# [Directions for this task]
Put the data in the stretch from the line containing "Objective — one dot per instance of the green" through the line containing "[[700, 375], [817, 340]]" into a two-column CSV with the header input,output. Each row pairs one text with the answer that follows it, and every field is quoted with any line breaks replaced by spaces.

[Extracted data]
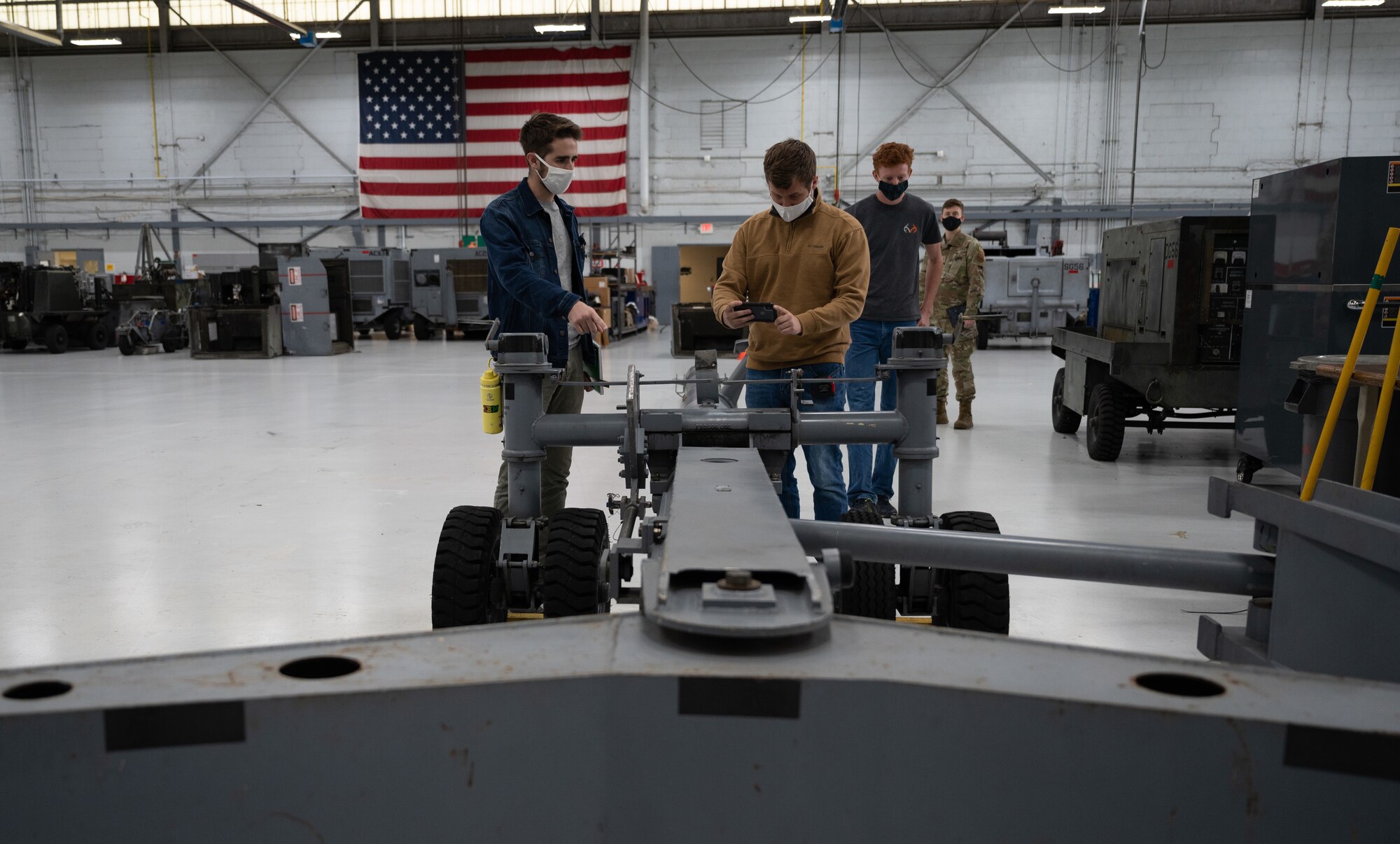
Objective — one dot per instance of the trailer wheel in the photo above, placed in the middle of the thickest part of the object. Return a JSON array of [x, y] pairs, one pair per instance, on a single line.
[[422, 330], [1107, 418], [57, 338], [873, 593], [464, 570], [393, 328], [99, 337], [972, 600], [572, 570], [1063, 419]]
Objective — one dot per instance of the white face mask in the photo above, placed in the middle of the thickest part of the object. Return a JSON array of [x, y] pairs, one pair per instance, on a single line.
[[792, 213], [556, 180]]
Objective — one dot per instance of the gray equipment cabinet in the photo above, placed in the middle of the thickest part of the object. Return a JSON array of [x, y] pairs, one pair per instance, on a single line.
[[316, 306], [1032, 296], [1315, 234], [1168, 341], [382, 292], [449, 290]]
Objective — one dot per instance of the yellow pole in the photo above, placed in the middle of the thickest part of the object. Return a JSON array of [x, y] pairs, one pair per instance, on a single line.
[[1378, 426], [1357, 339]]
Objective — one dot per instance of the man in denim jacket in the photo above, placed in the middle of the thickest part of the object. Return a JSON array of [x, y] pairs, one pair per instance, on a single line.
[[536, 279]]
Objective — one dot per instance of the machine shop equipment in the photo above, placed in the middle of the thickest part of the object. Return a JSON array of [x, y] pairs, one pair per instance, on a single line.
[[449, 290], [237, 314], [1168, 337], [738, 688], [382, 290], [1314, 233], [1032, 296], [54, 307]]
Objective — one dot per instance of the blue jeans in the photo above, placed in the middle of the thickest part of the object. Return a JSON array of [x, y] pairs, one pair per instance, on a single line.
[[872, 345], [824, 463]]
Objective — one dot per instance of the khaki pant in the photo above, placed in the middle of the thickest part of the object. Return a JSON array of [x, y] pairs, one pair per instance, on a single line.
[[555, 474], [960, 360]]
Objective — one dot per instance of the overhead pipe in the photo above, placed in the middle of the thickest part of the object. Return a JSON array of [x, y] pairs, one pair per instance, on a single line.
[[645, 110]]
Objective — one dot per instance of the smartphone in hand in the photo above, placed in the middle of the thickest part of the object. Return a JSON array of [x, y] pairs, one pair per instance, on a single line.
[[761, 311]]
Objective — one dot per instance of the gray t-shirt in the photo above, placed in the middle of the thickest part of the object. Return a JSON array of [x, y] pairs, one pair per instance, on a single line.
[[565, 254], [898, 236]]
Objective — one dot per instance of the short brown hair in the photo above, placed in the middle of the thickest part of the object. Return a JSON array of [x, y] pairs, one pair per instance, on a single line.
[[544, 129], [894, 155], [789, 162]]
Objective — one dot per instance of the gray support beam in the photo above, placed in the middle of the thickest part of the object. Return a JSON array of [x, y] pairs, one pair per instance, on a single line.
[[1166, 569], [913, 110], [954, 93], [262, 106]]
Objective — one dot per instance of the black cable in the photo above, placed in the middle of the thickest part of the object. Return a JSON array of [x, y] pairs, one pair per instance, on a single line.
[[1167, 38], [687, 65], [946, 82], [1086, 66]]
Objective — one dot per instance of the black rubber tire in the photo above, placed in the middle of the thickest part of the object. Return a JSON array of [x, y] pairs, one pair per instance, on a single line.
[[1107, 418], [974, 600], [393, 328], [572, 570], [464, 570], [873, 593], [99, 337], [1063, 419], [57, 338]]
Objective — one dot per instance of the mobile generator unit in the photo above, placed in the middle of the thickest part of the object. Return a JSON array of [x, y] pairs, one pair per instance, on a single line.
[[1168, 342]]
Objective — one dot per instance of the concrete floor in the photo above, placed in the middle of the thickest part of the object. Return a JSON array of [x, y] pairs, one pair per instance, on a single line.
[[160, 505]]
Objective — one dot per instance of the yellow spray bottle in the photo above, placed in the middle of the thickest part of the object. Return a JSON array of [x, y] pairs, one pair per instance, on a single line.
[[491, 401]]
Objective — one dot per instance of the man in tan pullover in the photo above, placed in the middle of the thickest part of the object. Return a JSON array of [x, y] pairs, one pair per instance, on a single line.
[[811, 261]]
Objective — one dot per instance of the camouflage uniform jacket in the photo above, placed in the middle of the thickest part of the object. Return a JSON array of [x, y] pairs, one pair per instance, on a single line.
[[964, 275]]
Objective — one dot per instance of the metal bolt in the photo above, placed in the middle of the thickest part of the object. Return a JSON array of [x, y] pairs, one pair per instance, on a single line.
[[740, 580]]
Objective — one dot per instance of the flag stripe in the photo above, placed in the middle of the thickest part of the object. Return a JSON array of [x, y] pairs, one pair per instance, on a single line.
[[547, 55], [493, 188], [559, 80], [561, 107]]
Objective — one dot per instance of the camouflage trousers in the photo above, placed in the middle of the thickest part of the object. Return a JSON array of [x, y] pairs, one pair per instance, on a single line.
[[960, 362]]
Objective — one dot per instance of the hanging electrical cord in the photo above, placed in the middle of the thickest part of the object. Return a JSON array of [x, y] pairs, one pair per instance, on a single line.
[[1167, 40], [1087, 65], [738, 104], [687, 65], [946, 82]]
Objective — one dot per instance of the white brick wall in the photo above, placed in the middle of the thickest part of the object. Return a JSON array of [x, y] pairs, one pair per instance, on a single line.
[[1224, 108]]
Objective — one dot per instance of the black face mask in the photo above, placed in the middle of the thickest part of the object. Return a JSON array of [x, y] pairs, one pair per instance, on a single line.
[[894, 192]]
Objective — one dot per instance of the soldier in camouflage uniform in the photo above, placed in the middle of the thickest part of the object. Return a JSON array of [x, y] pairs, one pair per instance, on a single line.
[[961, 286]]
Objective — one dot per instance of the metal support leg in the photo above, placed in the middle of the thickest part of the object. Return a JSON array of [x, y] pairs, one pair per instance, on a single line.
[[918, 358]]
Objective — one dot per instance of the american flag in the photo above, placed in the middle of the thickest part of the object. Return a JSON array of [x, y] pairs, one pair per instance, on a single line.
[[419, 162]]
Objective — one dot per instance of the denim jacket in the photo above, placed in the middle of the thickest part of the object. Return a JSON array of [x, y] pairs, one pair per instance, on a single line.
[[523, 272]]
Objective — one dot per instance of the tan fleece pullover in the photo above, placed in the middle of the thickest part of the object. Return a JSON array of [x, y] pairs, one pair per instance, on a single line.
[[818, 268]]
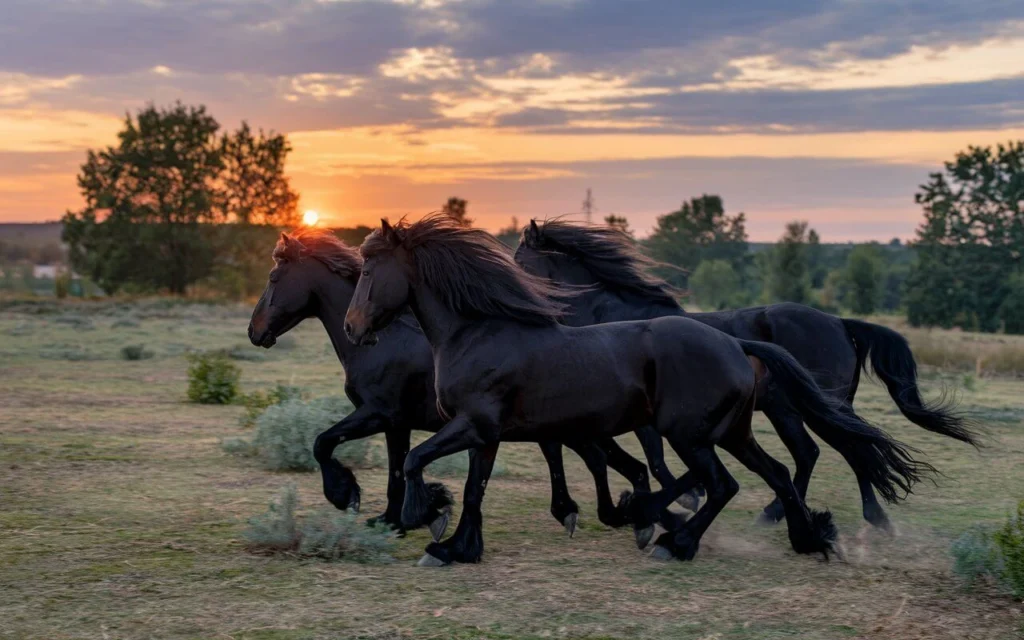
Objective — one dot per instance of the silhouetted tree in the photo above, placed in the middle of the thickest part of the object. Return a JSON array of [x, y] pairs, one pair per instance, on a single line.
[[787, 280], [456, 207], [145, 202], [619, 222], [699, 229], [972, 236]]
---
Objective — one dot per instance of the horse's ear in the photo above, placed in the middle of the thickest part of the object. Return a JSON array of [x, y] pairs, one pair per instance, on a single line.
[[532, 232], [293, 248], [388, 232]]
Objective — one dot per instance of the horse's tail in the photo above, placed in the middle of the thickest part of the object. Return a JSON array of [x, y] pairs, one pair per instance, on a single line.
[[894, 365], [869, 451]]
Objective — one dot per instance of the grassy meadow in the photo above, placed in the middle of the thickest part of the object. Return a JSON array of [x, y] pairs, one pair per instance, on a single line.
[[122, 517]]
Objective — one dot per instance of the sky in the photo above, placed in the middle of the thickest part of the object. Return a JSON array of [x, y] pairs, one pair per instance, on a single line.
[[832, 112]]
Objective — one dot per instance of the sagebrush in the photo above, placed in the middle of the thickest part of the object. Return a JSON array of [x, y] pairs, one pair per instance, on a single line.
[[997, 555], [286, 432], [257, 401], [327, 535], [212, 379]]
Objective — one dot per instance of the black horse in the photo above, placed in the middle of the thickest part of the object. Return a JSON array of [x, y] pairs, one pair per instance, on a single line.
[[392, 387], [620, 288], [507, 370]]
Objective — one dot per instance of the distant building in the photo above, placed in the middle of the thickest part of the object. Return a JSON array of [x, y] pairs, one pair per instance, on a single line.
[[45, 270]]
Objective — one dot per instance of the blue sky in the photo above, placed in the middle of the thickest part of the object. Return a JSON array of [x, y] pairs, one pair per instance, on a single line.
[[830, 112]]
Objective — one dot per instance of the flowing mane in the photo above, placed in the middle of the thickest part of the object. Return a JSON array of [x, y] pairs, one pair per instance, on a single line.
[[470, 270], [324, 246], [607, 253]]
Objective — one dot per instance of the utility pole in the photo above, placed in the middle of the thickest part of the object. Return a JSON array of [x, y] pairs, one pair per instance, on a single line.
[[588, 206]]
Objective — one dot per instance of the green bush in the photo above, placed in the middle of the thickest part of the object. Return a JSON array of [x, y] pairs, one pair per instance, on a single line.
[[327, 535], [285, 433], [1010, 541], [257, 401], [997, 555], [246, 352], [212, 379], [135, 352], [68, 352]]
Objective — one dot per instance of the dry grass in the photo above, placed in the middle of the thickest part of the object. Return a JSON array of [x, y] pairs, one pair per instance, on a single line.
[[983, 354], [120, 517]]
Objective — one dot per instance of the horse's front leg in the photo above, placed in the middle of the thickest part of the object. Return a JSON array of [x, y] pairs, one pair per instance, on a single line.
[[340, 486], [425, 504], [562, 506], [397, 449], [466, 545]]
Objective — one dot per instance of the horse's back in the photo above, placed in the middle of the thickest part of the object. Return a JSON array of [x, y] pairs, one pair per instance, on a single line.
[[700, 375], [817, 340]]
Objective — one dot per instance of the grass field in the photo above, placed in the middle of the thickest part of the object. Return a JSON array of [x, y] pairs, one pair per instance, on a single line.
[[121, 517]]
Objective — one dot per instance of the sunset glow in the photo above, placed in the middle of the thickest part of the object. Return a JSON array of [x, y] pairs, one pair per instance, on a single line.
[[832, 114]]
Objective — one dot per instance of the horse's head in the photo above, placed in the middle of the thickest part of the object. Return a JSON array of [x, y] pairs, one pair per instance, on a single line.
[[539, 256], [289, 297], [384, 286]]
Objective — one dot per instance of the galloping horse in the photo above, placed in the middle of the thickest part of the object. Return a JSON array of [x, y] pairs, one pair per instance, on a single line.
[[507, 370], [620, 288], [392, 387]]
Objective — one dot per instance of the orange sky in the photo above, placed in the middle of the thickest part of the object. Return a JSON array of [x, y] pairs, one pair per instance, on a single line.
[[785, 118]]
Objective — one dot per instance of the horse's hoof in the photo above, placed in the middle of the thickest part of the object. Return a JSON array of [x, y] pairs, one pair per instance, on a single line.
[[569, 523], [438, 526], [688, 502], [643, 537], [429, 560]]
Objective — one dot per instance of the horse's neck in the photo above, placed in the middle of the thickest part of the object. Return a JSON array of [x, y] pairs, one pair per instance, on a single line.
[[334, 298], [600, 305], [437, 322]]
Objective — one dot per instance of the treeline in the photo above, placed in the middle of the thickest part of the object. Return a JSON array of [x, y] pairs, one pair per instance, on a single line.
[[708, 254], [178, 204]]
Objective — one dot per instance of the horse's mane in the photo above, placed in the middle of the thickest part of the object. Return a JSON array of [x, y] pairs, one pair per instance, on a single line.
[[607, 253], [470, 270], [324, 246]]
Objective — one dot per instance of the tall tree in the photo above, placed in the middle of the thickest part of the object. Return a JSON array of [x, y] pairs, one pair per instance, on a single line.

# [Finished exercise]
input,output
"Objective — one dot per instance of the green bush in the photo above, placed in the middle of the thickest part of the object. Return a JSON array of [x, y] pairs, one pair per instance, on a single line.","[[327, 535], [285, 433], [1010, 541], [257, 401], [997, 555], [246, 352], [212, 379], [135, 352], [68, 352]]"
"Objective — one dot per instance of the dry grass in the photo above, placed in the middle of the thickest part of the object. Return a JSON array of [x, y] pairs, one pair per instance, on a single line.","[[983, 354], [120, 517]]"
"Objective — one dot per instance of the horse's front leg in the photo above, placed in the middle of the thickest part of the object. Return a JSON array of [x, y] pairs, one pair per instance, on a single line.","[[340, 486], [425, 504], [562, 506], [397, 449], [466, 545]]"
"Objective — one dot per instance of the horse's back in the photo above, placed in the middle of the thickest part of the object. Return a JSON array of [x, y] pairs, one pair per instance, on a single line.","[[700, 375], [817, 340]]"